Tasks to complete:
a - In the passage on late-night prayer, rewrite the portion starting with "So anyway, when" and going on through "to keep praying.", replacing "foodie" with "food lover".
b - According to the passage on late-night prayer, in which country are Casey and Alicia going to serve as missionaries?
c - Extend the passage on late-night prayer, beginning after its final sentence.

So anyway, when I lie awake there I figure God probably wants me to pray for people since I'm just laying there not able to sleep.  So this particular night I did.  I prayed for a lot of people but also myself.  Not only for physical healing but for spiritual sanctification (which is an ongoing process).  After that time with God I tried to sleep again but to no avail. So I read.

I'm reading this book and it probably isn't great to be reading about all the food, but I can't keep myself away from books about food.  I'm a natural foodie and my husband is too. But what I noticed as I read, was that I kept being reminded by certain things in the book about my friends and family.  So every time that would happen I would pray for them because I felt a tug at my heart to do so. God wanted me to keep praying.

"Many return dazzled by the casual Spanish approach to eating: dinner at midnight, the standup snacks at crowded tapas bars, the whole concept of the poteo- the multisop bar and food crawl from casual eatery to casual eatery, grazing for what's good, cherry-picking the best at each place ("a little bit, often") before moving on to the next place, and the next."  This made me think of Casey and Alicia, how we used to have a "dinner club" and we'd try various restaurants and rate them in our little book way back when in college.  How much they enjoy food like us and how they would be THE people we would choose to go on a Spain eating-adventure with someday when I'm well.  So I prayed for them.  They are going to be missionaries in Mexico.  There is much to pray about for our dear friends as they prepare to go.


"It is no coincidence that so many chefs have been visiting Spain lately, only to return with an altered worldview."  My friends the Pidals just moved to Spain to be missionaries there.  They've got two boys my own daughters' ages.  My heart prayed for them and the challenges and the good things that are happening for them there.

"Where poorer  nations have a tradition of cooking well because they have to, we have choices. It is always better to make the most of what's available, to cook well."  This reminded me of my friend Andrea who buckled down and made sure her family was eating right.  With allergies abounding in their house, she knew it was time to make a change and start using her time to get her family healthy.  She researched and researched and experimented and experimented and now she has a sort of routine.  But this means she spends most of her time preparing fresh food and food that will nourish her kids' bodies.  It's something I'd love to do someday when my energy will allow - because, believe me, it takes energy to do that kind of work for your home.  So I prayed for her.  Sometimes you might not know exactly why someone would need prayer but you pray for them anyway when they come to mind.

Records supplied:
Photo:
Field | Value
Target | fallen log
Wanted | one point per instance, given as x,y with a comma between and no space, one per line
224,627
==
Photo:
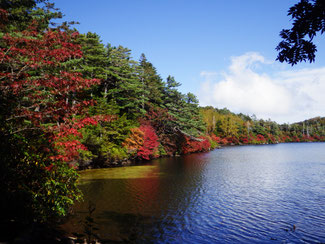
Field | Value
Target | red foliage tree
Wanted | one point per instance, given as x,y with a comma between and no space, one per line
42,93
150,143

Answers to the problems:
a -
So anyway, when I lie awake there I figure God probably wants me to pray for people since I'm just laying there not able to sleep.  So this particular night I did.  I prayed for a lot of people but also myself.  Not only for physical healing but for spiritual sanctification (which is an ongoing process).  After that time with God I tried to sleep again but to no avail. So I read.

I'm reading this book and it probably isn't great to be reading about all the food, but I can't keep myself away from books about food.  I'm a natural food lover and my husband is too. But what I noticed as I read, was that I kept being reminded by certain things in the book about my friends and family.  So every time that would happen I would pray for them because I felt a tug at my heart to do so. God wanted me to keep praying.

b - Mexico.

c -
"If, as in the case of Kobe beef......"  That's all I needed to read to spark memories from my trips to Japan and to bring to mind the faithful church in Osaka where I was privileged to be able to serve alongside a few times in college.  And I think of the Okadas especially and Okada Sensei who really lives out the the call to be a light to the world and his heart and hard work to reach unreached people in Japan.  And for his wife Marcia who supports him and raises their sweet children. I pray often for their whole family and for the church there.

"Don't get me wrong. I like free-range; it's almost always better tasting.  Wild salmon is better than farmed salmon, and yes, the farmed stuff is a threat to overall quality."  When I lived in Montreal, QC for a brief period of time before I got married, I was staying with my Aunt and Uncle.  My then fiance (now husband) flew up from New York and stayed the weekend in their home.  It was the first time they met him and I had so much pride and hoped they would think as highly of him as I did.  We sat down to dinner--some salmon that my Aunt had made because she knew Matt liked salmon and she knew this meal was going to be a blessing to him because of the day-after-day not so bad, but not so good gruel he was used to eating at his military school.  We prayed, began to eat, and started talking about salmon and my shining fiance says as he takes a bite, "Isn't Pacific salmon supposed to be better than Atlantic salmon?  I like the taste of Pacific salmon SOOOOOOO much better."  While chewing on his bite, my aunt said, "Oh.  Well, this is ATLANTIC salmon."  Matt tripped over his words trying to say that he thought the salmon my Aunt had cooked was really tasty and he thought it WAS Pacific salmon and he was so sorry that he might have offended her.  We all had a good laugh over it but he has always lived with this sense that my Aunt must have felt SO bad about it.  If I mention the story to him to this day he hangs his head in embarrassment.  But anyway, it reminded me of my Aunt and Uncle and cousins and I prayed for them.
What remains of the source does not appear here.